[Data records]
=== Begin Enclosure ===

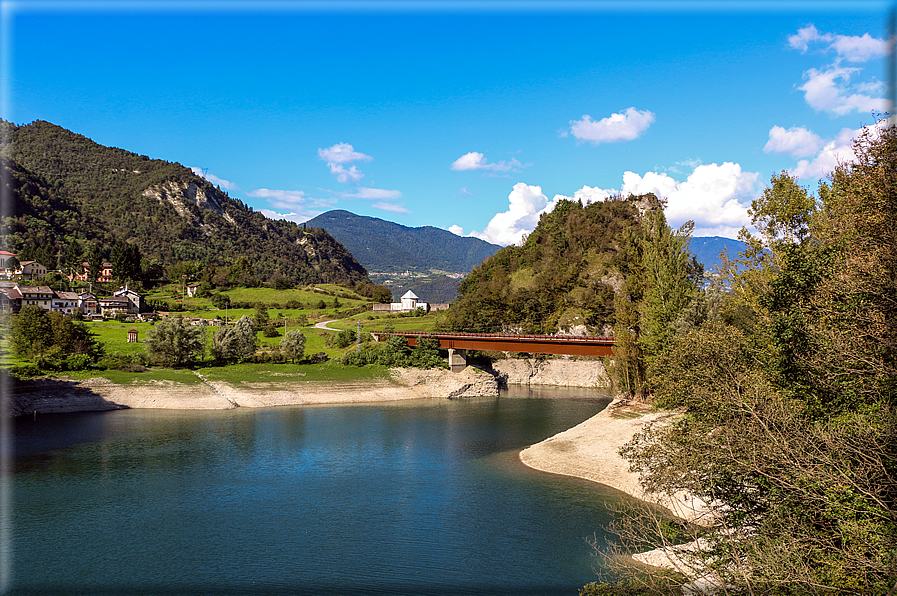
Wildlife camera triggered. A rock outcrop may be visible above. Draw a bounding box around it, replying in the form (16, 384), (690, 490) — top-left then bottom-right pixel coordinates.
(490, 358), (611, 388)
(390, 366), (499, 398)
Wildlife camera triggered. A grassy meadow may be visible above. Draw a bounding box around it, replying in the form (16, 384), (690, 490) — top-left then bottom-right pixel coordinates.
(5, 284), (451, 386)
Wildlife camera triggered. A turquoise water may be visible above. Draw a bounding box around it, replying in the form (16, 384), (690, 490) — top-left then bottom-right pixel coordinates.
(9, 387), (636, 595)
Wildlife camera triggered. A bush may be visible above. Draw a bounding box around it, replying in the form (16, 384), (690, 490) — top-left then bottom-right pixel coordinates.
(285, 299), (302, 309)
(309, 351), (328, 363)
(10, 363), (42, 379)
(263, 323), (280, 338)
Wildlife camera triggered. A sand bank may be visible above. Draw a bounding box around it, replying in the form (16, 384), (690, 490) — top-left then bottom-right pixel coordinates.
(520, 398), (711, 524)
(6, 366), (499, 417)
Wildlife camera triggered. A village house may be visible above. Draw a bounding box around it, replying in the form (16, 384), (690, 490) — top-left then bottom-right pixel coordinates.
(71, 261), (113, 283)
(0, 251), (17, 277)
(17, 261), (48, 281)
(186, 283), (201, 297)
(372, 290), (430, 313)
(0, 283), (22, 313)
(51, 291), (81, 315)
(18, 285), (54, 310)
(113, 286), (146, 313)
(98, 296), (131, 316)
(78, 291), (99, 316)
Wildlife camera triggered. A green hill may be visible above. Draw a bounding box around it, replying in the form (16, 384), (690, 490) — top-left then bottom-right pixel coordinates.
(304, 209), (501, 274)
(0, 120), (368, 286)
(442, 194), (702, 336)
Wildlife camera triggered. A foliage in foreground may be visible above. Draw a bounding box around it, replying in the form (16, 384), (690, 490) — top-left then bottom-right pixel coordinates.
(597, 119), (897, 595)
(11, 306), (103, 373)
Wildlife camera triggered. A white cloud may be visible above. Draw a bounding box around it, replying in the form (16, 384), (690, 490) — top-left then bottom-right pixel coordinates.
(568, 107), (655, 144)
(621, 163), (759, 234)
(259, 209), (320, 224)
(318, 142), (374, 184)
(831, 33), (892, 63)
(327, 163), (365, 184)
(572, 185), (616, 204)
(798, 64), (888, 116)
(450, 151), (526, 173)
(789, 26), (892, 116)
(466, 162), (760, 246)
(791, 126), (862, 179)
(467, 183), (565, 246)
(788, 25), (831, 53)
(789, 25), (891, 63)
(448, 225), (465, 236)
(190, 167), (236, 190)
(339, 187), (402, 200)
(764, 125), (825, 158)
(248, 188), (336, 212)
(372, 202), (410, 214)
(317, 143), (373, 164)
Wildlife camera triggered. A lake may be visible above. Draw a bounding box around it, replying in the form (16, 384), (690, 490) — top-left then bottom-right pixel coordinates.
(8, 386), (638, 595)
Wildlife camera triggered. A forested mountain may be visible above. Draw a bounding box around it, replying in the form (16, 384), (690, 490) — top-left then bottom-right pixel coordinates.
(0, 120), (368, 286)
(304, 210), (501, 273)
(687, 236), (746, 272)
(442, 193), (702, 336)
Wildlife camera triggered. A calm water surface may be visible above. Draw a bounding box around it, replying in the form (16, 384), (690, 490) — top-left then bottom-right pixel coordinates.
(10, 386), (638, 595)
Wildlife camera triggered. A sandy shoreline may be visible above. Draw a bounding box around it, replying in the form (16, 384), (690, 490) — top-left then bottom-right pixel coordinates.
(521, 399), (711, 524)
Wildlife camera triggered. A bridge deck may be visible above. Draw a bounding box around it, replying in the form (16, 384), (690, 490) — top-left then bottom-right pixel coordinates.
(373, 331), (614, 357)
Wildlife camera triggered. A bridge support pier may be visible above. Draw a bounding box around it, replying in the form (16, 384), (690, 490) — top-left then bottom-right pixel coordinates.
(447, 348), (467, 373)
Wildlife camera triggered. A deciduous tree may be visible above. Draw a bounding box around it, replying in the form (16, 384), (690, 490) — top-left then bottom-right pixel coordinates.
(144, 316), (205, 366)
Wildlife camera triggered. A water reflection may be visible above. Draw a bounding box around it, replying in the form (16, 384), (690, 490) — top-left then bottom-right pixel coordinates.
(11, 386), (635, 596)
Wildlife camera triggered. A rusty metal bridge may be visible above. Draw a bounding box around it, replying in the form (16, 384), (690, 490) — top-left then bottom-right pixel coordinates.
(372, 331), (615, 372)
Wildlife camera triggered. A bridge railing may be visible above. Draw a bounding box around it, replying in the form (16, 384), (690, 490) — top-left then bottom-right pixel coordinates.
(372, 331), (614, 344)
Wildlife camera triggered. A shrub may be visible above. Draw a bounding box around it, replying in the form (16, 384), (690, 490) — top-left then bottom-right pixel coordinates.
(11, 363), (42, 379)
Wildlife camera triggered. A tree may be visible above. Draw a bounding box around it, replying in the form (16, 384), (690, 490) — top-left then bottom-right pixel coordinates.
(280, 329), (306, 362)
(12, 305), (52, 357)
(143, 316), (206, 366)
(211, 292), (231, 309)
(5, 255), (19, 273)
(210, 315), (257, 362)
(253, 303), (269, 328)
(13, 306), (102, 369)
(65, 239), (84, 274)
(371, 285), (393, 303)
(86, 242), (104, 284)
(598, 119), (897, 595)
(111, 239), (142, 283)
(611, 203), (698, 398)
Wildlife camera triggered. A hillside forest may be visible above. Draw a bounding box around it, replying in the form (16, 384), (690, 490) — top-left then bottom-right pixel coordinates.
(567, 119), (893, 594)
(0, 120), (369, 289)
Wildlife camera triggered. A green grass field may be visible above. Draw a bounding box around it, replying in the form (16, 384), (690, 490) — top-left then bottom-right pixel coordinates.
(329, 310), (442, 333)
(59, 367), (206, 385)
(5, 281), (447, 386)
(196, 361), (390, 385)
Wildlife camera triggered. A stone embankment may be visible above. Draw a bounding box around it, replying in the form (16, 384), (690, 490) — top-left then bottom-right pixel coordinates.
(3, 357), (611, 417)
(390, 366), (499, 398)
(490, 358), (611, 389)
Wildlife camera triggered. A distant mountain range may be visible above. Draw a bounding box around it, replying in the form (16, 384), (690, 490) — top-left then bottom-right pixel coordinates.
(688, 236), (747, 273)
(304, 210), (502, 274)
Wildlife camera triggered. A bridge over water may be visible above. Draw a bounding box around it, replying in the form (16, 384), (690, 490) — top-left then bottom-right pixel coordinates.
(372, 331), (615, 372)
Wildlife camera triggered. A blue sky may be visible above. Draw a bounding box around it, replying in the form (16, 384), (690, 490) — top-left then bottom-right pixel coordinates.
(2, 1), (893, 245)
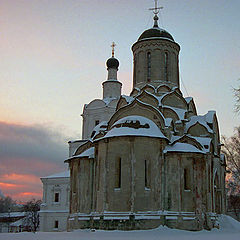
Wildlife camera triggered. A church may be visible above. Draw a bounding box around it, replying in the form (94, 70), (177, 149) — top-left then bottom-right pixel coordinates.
(64, 5), (226, 231)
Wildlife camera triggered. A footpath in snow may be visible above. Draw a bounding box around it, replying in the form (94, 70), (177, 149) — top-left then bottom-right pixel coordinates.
(0, 215), (239, 240)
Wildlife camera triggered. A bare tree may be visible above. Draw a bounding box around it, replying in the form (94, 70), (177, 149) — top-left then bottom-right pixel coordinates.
(0, 196), (15, 213)
(23, 199), (42, 232)
(234, 81), (240, 113)
(222, 128), (240, 195)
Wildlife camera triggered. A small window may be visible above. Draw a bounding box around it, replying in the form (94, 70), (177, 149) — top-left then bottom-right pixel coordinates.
(54, 192), (59, 203)
(115, 158), (121, 189)
(54, 220), (59, 229)
(184, 168), (191, 190)
(147, 52), (151, 81)
(95, 120), (100, 126)
(145, 160), (150, 189)
(164, 52), (168, 81)
(133, 54), (137, 85)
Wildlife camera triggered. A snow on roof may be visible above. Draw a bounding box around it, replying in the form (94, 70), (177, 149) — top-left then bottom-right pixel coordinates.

=== End Enclosure ===

▶ Brief: What is needed is an exact restatement of every line from the one containing "Wildlife camera triggered. A blue" through the last line of the records, pictures left out.

▶ Written solution:
Wildlife camera triggered. A blue sky may be visible above. Draw a bounding box around it, replying in the form (16, 384), (690, 490) — top-left then bottom-right pixel coordinates.
(2, 1), (893, 245)
Wildlife camera triggered. A church may be visible above. Draw a bounding box around it, replying in the form (94, 70), (177, 149) — top-left then bottom-right pixel coordinates.
(64, 5), (226, 231)
Wildlife camera triggered. A footpath in snow may be visible above. Draw a bounding box around it, replying in the form (94, 70), (177, 149) — top-left then bottom-right pixel coordinates.
(0, 215), (239, 240)
Wildlife camera triggered. A bare tree may be visible above. Draw a bounding box around it, replying in the form (94, 70), (177, 149) — top-left then bottom-right pixel coordinates.
(0, 196), (15, 213)
(23, 199), (42, 232)
(234, 81), (240, 113)
(222, 128), (240, 195)
Wildlife camera triggered. A small window may be visible above. Draw a bounding box around it, replying in the form (94, 70), (177, 149) — top-left then bottom-right pixel coordinates.
(54, 192), (59, 203)
(115, 158), (121, 189)
(54, 220), (59, 229)
(184, 168), (191, 190)
(147, 52), (151, 81)
(95, 120), (100, 126)
(145, 160), (150, 189)
(164, 52), (168, 81)
(133, 54), (137, 85)
Wildlife camera triggered. A snow on roof may be visible above. Draw a bounding box around it, replying in the form (94, 70), (177, 149) — top-left then bottom-right pixel coordinates.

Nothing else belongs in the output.